What to work on: Look through the records below for the line with "indicate: maroon sock" and the line with "indicate: short sleeve jersey", then return those lines and all lines between, exactly.

Records for this task:

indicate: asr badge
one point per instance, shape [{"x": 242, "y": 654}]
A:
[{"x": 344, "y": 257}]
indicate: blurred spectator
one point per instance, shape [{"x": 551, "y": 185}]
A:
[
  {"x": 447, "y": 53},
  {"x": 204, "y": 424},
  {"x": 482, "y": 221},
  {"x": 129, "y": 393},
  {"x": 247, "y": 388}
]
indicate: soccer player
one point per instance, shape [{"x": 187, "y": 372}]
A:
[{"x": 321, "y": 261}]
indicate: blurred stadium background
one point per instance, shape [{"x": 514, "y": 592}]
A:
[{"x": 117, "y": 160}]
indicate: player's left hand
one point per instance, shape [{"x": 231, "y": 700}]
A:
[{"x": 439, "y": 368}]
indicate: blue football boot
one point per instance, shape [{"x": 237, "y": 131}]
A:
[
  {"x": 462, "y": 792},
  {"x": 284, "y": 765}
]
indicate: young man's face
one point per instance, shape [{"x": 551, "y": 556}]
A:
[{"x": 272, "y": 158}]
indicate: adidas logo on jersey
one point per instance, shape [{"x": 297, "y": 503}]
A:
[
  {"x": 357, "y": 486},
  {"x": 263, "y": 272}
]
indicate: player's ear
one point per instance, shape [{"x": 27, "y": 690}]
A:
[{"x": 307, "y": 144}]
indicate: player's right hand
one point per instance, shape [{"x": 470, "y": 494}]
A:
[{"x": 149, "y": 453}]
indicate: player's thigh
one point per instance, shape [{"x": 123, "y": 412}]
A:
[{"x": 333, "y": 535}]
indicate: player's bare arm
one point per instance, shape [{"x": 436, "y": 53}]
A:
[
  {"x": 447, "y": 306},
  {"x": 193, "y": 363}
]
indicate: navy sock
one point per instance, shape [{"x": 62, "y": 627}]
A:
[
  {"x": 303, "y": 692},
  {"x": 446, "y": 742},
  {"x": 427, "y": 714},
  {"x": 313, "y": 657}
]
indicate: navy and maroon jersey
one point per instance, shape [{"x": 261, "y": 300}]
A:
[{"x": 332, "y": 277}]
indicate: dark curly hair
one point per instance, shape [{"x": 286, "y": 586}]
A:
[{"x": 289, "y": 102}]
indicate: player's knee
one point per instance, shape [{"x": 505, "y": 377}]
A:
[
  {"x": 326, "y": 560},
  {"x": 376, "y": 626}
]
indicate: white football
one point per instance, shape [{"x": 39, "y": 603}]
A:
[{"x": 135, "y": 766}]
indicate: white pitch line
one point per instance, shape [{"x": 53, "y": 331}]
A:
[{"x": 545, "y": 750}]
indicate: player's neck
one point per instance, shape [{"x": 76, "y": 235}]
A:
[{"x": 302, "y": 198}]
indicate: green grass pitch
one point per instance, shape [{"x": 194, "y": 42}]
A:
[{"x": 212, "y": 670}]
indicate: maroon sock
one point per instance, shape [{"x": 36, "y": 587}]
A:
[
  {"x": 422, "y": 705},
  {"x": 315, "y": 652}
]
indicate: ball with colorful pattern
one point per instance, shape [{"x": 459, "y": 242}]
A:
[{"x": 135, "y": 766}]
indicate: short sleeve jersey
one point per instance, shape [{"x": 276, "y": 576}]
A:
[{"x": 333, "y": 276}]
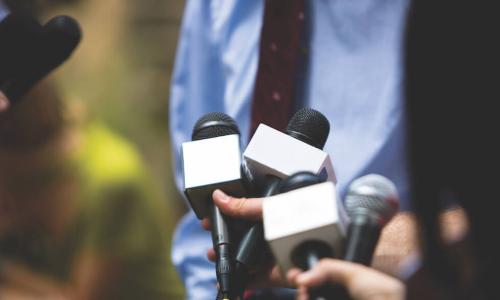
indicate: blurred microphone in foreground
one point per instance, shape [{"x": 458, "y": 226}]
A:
[
  {"x": 371, "y": 202},
  {"x": 30, "y": 51}
]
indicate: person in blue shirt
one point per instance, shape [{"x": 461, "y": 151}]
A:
[{"x": 353, "y": 75}]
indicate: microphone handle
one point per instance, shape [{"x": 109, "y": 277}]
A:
[
  {"x": 222, "y": 246},
  {"x": 363, "y": 235},
  {"x": 324, "y": 292},
  {"x": 252, "y": 241}
]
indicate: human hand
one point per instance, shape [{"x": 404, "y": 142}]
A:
[
  {"x": 361, "y": 282},
  {"x": 266, "y": 273}
]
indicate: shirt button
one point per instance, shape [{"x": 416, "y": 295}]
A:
[
  {"x": 274, "y": 47},
  {"x": 276, "y": 96}
]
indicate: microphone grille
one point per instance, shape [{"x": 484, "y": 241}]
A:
[
  {"x": 375, "y": 194},
  {"x": 310, "y": 126},
  {"x": 63, "y": 34},
  {"x": 214, "y": 124}
]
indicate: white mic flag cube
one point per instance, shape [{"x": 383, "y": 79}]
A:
[
  {"x": 313, "y": 213},
  {"x": 272, "y": 152},
  {"x": 210, "y": 164}
]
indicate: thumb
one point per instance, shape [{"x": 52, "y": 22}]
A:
[{"x": 242, "y": 208}]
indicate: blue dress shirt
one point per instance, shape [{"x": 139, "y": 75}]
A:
[
  {"x": 353, "y": 76},
  {"x": 3, "y": 11}
]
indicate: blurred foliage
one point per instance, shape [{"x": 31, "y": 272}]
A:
[{"x": 120, "y": 74}]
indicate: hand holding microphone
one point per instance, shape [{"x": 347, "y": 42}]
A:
[{"x": 371, "y": 202}]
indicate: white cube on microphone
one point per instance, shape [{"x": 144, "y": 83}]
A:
[
  {"x": 209, "y": 164},
  {"x": 312, "y": 213},
  {"x": 272, "y": 152}
]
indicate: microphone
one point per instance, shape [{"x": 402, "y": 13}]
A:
[
  {"x": 371, "y": 202},
  {"x": 272, "y": 156},
  {"x": 56, "y": 41},
  {"x": 305, "y": 222},
  {"x": 212, "y": 160}
]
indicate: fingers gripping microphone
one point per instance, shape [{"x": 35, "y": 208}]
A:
[
  {"x": 213, "y": 161},
  {"x": 54, "y": 44},
  {"x": 272, "y": 156},
  {"x": 371, "y": 202}
]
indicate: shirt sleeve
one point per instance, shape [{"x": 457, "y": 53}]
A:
[{"x": 197, "y": 88}]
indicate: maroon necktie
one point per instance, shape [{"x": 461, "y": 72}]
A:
[{"x": 279, "y": 54}]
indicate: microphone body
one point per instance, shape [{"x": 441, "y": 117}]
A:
[
  {"x": 213, "y": 161},
  {"x": 272, "y": 156},
  {"x": 305, "y": 225},
  {"x": 371, "y": 202},
  {"x": 54, "y": 43}
]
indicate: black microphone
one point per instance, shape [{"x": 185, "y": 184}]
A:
[
  {"x": 307, "y": 254},
  {"x": 308, "y": 126},
  {"x": 371, "y": 202},
  {"x": 37, "y": 53},
  {"x": 214, "y": 125}
]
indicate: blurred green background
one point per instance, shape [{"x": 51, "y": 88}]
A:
[{"x": 120, "y": 74}]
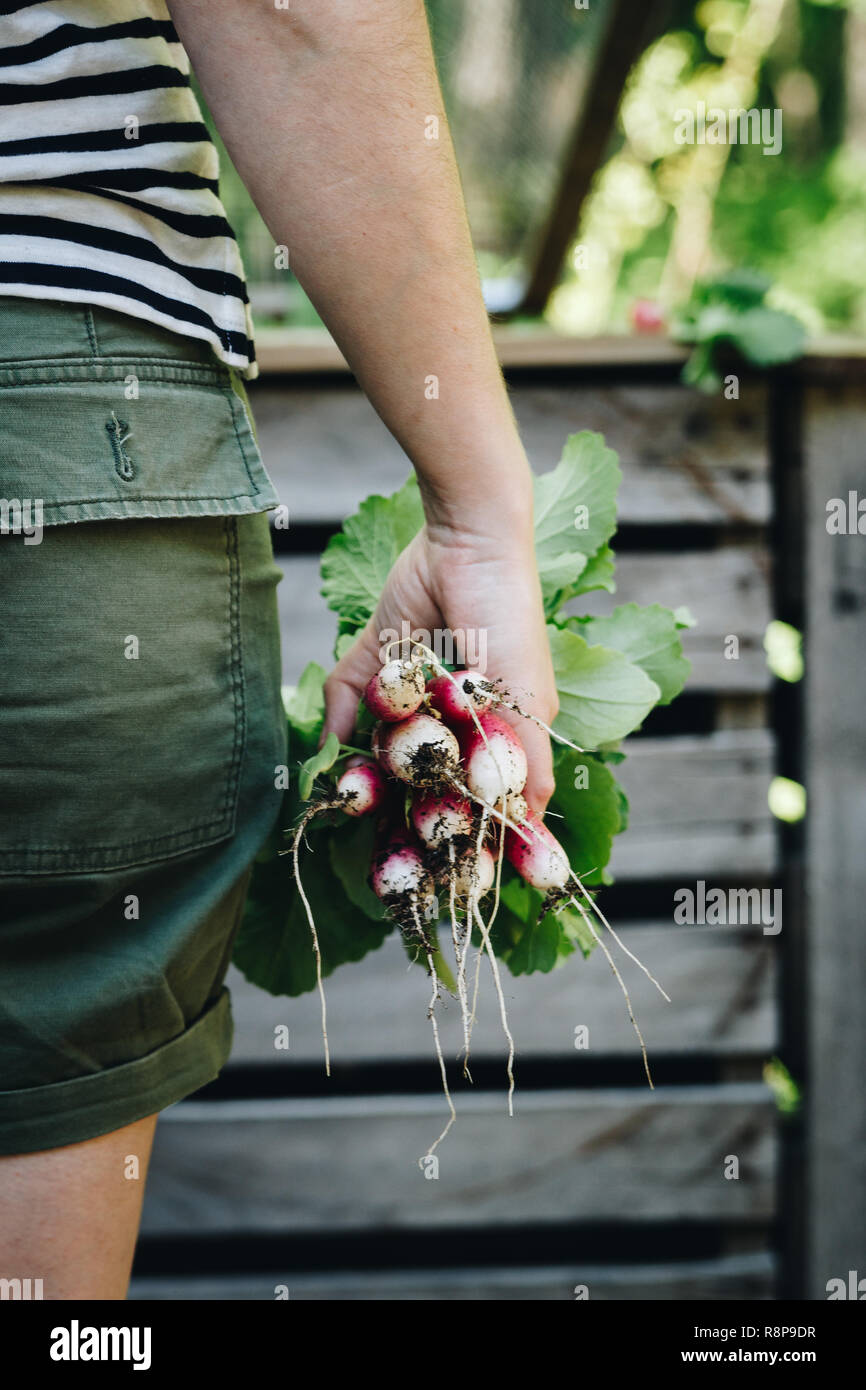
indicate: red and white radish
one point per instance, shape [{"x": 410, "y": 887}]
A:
[
  {"x": 395, "y": 691},
  {"x": 420, "y": 751},
  {"x": 441, "y": 816},
  {"x": 495, "y": 761},
  {"x": 538, "y": 858},
  {"x": 362, "y": 787},
  {"x": 459, "y": 695},
  {"x": 474, "y": 873},
  {"x": 401, "y": 877}
]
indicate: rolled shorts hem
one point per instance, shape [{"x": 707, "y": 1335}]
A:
[{"x": 70, "y": 1112}]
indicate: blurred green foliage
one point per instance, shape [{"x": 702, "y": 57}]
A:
[{"x": 662, "y": 216}]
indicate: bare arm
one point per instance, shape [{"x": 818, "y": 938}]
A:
[{"x": 324, "y": 109}]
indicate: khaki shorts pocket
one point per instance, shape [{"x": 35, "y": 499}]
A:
[{"x": 121, "y": 694}]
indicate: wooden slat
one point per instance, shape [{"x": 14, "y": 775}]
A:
[
  {"x": 726, "y": 590},
  {"x": 289, "y": 350},
  {"x": 684, "y": 458},
  {"x": 734, "y": 1276},
  {"x": 698, "y": 808},
  {"x": 352, "y": 1164},
  {"x": 630, "y": 24},
  {"x": 720, "y": 982},
  {"x": 836, "y": 837}
]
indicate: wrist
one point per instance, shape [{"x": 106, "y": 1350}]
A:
[{"x": 488, "y": 501}]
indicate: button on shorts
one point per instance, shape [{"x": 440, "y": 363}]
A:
[{"x": 141, "y": 720}]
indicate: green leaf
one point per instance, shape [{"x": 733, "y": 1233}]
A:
[
  {"x": 769, "y": 335},
  {"x": 274, "y": 947},
  {"x": 585, "y": 812},
  {"x": 538, "y": 947},
  {"x": 305, "y": 704},
  {"x": 350, "y": 849},
  {"x": 320, "y": 762},
  {"x": 574, "y": 513},
  {"x": 444, "y": 970},
  {"x": 602, "y": 697},
  {"x": 598, "y": 574},
  {"x": 573, "y": 925},
  {"x": 649, "y": 638},
  {"x": 357, "y": 559},
  {"x": 740, "y": 285},
  {"x": 344, "y": 642},
  {"x": 528, "y": 943}
]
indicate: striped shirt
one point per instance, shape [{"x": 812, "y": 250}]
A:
[{"x": 109, "y": 180}]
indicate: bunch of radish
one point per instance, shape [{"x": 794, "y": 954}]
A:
[{"x": 444, "y": 780}]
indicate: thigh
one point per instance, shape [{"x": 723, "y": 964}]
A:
[
  {"x": 70, "y": 1216},
  {"x": 141, "y": 726}
]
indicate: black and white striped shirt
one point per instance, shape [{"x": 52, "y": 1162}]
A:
[{"x": 109, "y": 180}]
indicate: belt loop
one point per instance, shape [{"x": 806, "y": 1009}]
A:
[{"x": 91, "y": 327}]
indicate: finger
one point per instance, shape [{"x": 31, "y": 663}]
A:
[
  {"x": 540, "y": 758},
  {"x": 346, "y": 684},
  {"x": 341, "y": 709}
]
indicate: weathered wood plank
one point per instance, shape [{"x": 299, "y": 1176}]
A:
[
  {"x": 698, "y": 808},
  {"x": 287, "y": 350},
  {"x": 720, "y": 982},
  {"x": 352, "y": 1164},
  {"x": 726, "y": 590},
  {"x": 684, "y": 458},
  {"x": 734, "y": 1276},
  {"x": 836, "y": 836}
]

Your response:
indicate: maroon sock
one point per instance, shape [{"x": 36, "y": 587}]
A:
[
  {"x": 422, "y": 705},
  {"x": 315, "y": 652}
]
indicate: ball with colorful pattern
one point per instance, shape [{"x": 459, "y": 242}]
A:
[{"x": 135, "y": 766}]
indicate: short sleeve jersey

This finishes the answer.